EXTRAIT DE TEXTE →

Le programme du Festival est intitulé “Le Monde en Harmonie” ; pouvez-vous nous expliquer ce choix de thème ? 

Ce thème est directement inspiré par Enescu. Il disait que la musique avait un but sacré, celui d’unir les âmes. J’ai l’impression que nous vivons dans un monde plus dichotomique et segmenté que jamais. Sur la scène du Festival, plus de 50 nationalités, sans distinction de couleur, de sexe, de préférences ou de croyances, travaillent ensemble dans un but commun. L’orchestre est donc une métaphore du monde fonctionnel dans lequel nous aimerions vivre : collaboratif, inspiré, dans un acte artistique unitaire. En quelque sorte, nous pouvons observer le monde en harmonie à travers le Festival. Cela peut être une source d’inspiration, une occasion de réflexion et, pourquoi pas, d’orientations pour agir.

Au concert d’ouverture, le public pourra entendre la Symphonie n°9 de Beethoven, une oeuvre à la dimension musicale mais aussi politique. Dans une Europe qui semble se fermer de plus un plus, où de nombreux pays se replient sur eux-mêmes, est-ce que cela représente un symbole particulier ?

Dans le champ artistique, l’Europe est perçue comme dépositaire d’un ensemble de valeurs communes. Ce choix est peut-être intelligent, peut-être fou, et peut-être qu’il contribue à l’apport de la culture au discours de la cité. Il me semble important d’avoir l'occasion de réfléchir aux options qui se présentent à nous. Votre question me fait plaisir car elle permet d’aborder le sujet et ouvre au dialogue si nécessaire. Un dialogue qui est malheureusement devenu plutôt monologue ces derniers temps.

Et nous avons fait un autre choix symbolique en incluant au concert d’ouverture l’une des œuvres les plus célèbres et les plus connues d’Enescu, sa Rhapsodie n°2

Nous avons plutôt pensé à la dimension artistique, à ces "cordes vibrantes" communes aux spectateurs. Mais comme vous le soulignez, cela peut être le point de départ pour réfléchir aux différents enjeux politiques… Je pense que c'est une bonne contribution, pour un produit culturel de la taille du festival, de pouvoir apporter quelque chose à la réflexion politique des temps que nous vivons.

Données enregistrées →
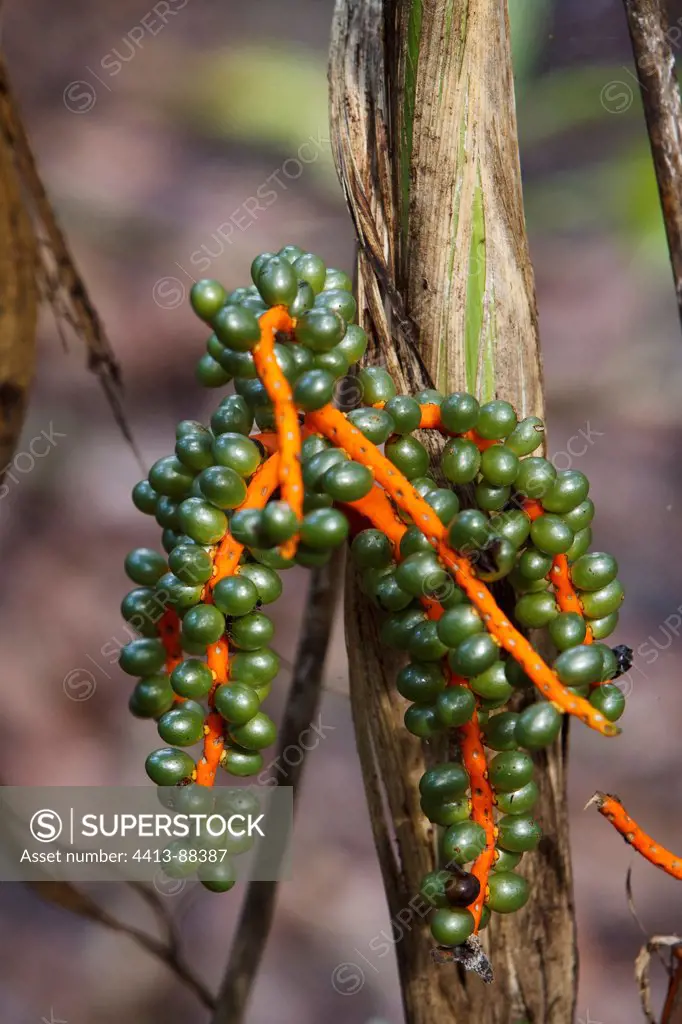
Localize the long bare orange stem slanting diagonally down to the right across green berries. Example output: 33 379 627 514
307 406 621 736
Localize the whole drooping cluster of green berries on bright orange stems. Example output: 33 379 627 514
115 246 627 929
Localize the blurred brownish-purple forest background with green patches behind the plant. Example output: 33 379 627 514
0 0 682 1024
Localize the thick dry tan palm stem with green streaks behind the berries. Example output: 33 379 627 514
330 0 577 1024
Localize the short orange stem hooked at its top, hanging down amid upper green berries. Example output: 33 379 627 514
253 306 303 558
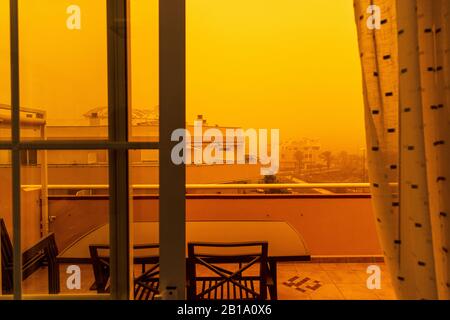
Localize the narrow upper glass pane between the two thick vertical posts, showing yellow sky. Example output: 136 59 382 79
130 0 159 141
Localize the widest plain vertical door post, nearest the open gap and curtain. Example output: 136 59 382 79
159 0 186 299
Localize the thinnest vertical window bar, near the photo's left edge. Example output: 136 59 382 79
10 0 22 299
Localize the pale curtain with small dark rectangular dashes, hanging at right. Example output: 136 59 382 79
354 0 450 299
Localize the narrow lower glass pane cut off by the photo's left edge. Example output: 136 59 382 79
0 150 13 295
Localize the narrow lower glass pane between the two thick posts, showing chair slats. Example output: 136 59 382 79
129 150 159 300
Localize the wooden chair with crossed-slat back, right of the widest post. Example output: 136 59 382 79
187 242 270 300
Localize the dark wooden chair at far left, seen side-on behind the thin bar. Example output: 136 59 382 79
0 219 60 294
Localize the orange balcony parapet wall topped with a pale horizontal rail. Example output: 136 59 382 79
16 183 384 257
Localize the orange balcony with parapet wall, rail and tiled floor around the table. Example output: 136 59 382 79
0 183 395 299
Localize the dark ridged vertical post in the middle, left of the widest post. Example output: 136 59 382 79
107 0 130 300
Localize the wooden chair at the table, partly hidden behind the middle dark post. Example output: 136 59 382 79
89 244 159 300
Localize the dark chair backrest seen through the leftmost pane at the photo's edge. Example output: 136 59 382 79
0 218 13 294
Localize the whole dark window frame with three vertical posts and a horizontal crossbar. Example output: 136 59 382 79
0 0 186 300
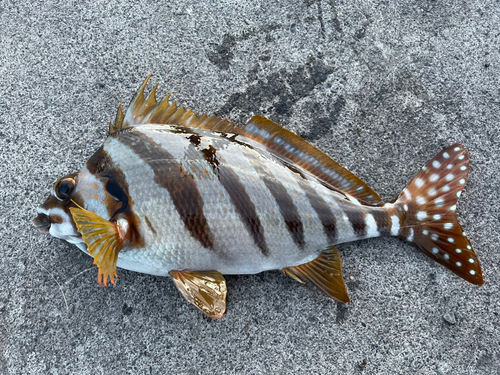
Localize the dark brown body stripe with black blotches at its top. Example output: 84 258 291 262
189 135 269 257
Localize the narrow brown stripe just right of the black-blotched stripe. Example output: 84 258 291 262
242 148 306 249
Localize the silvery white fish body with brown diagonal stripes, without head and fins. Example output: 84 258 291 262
86 124 390 275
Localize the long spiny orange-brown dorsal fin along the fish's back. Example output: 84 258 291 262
109 74 381 205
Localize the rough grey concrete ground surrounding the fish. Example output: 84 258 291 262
0 0 500 375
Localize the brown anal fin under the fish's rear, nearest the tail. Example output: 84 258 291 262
283 247 349 303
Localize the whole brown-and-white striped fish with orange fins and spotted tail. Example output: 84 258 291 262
33 75 484 319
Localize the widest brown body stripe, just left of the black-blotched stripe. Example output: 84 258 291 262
117 130 214 250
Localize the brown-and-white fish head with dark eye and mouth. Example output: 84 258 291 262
33 168 127 247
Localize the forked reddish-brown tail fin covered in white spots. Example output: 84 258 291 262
395 143 484 285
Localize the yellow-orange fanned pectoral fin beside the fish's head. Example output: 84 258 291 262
69 203 123 286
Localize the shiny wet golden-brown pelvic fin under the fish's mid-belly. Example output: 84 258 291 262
170 271 227 319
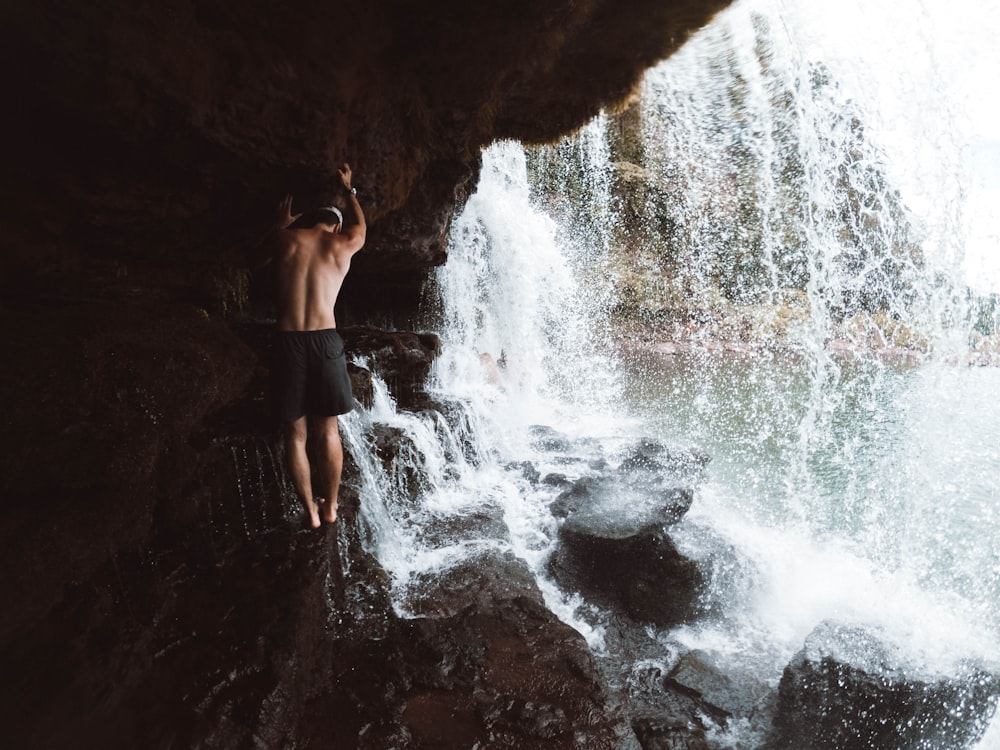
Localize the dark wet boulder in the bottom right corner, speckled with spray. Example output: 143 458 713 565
768 621 1000 750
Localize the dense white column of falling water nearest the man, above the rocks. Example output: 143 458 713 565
435 137 613 424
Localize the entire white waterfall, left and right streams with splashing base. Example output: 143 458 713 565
342 0 1000 748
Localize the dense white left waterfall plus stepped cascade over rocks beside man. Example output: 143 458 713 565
342 140 620 647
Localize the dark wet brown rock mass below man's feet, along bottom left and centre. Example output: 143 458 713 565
0 414 619 750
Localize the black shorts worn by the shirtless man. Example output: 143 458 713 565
271 328 354 422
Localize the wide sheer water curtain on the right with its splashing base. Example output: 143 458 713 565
592 2 1000 748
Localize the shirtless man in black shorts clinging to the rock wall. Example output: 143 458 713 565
266 164 366 529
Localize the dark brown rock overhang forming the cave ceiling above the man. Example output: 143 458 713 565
0 0 725 297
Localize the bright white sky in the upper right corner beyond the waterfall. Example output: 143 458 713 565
776 0 1000 291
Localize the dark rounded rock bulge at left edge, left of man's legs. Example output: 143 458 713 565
0 299 254 639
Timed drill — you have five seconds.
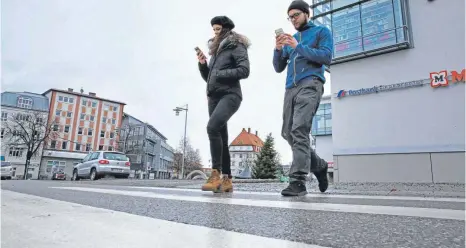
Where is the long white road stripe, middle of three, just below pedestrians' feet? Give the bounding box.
[51,187,465,220]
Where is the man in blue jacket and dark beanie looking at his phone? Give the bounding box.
[273,0,333,196]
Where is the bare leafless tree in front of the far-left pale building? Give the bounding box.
[2,111,58,179]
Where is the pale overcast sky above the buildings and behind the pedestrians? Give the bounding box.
[1,0,330,167]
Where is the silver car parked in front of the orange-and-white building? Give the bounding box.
[71,151,131,181]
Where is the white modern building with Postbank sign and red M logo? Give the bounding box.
[312,0,466,183]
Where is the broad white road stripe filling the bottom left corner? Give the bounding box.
[2,190,325,248]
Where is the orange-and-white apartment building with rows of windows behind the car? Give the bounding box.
[41,88,126,175]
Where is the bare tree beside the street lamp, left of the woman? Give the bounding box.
[171,137,202,178]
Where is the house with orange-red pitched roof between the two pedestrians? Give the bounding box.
[229,128,264,178]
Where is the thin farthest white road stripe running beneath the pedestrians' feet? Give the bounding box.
[124,186,465,202]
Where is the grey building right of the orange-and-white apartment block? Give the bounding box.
[119,113,174,179]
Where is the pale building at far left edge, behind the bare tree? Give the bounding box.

DÉTAILS DE L'EXERCICE →
Imprimez en entier l'entretien sur le Festival, sans rien y changer.

RÉPONSE FINALE →
Le programme du Festival est intitulé “Le Monde en Harmonie” ; pouvez-vous nous expliquer ce choix de thème ? 

Ce thème est directement inspiré par Enescu. Il disait que la musique avait un but sacré, celui d’unir les âmes. J’ai l’impression que nous vivons dans un monde plus dichotomique et segmenté que jamais. Sur la scène du Festival, plus de 50 nationalités, sans distinction de couleur, de sexe, de préférences ou de croyances, travaillent ensemble dans un but commun. L’orchestre est donc une métaphore du monde fonctionnel dans lequel nous aimerions vivre : collaboratif, inspiré, dans un acte artistique unitaire. En quelque sorte, nous pouvons observer le monde en harmonie à travers le Festival. Cela peut être une source d’inspiration, une occasion de réflexion et, pourquoi pas, d’orientations pour agir.

Au concert d’ouverture, le public pourra entendre la Symphonie n°9 de Beethoven, une oeuvre à la dimension musicale mais aussi politique. Dans une Europe qui semble se fermer de plus un plus, où de nombreux pays se replient sur eux-mêmes, est-ce que cela représente un symbole particulier ?

Dans le champ artistique, l’Europe est perçue comme dépositaire d’un ensemble de valeurs communes. Ce choix est peut-être intelligent, peut-être fou, et peut-être qu’il contribue à l’apport de la culture au discours de la cité. Il me semble important d’avoir l'occasion de réfléchir aux options qui se présentent à nous. Votre question me fait plaisir car elle permet d’aborder le sujet et ouvre au dialogue si nécessaire. Un dialogue qui est malheureusement devenu plutôt monologue ces derniers temps.

Et nous avons fait un autre choix symbolique en incluant au concert d’ouverture l’une des œuvres les plus célèbres et les plus connues d’Enescu, sa Rhapsodie n°2

Nous avons plutôt pensé à la dimension artistique, à ces "cordes vibrantes" communes aux spectateurs. Mais comme vous le soulignez, cela peut être le point de départ pour réfléchir aux différents enjeux politiques… Je pense que c'est une bonne contribution, pour un produit culturel de la taille du festival, de pouvoir apporter quelque chose à la réflexion politique des temps que nous vivons.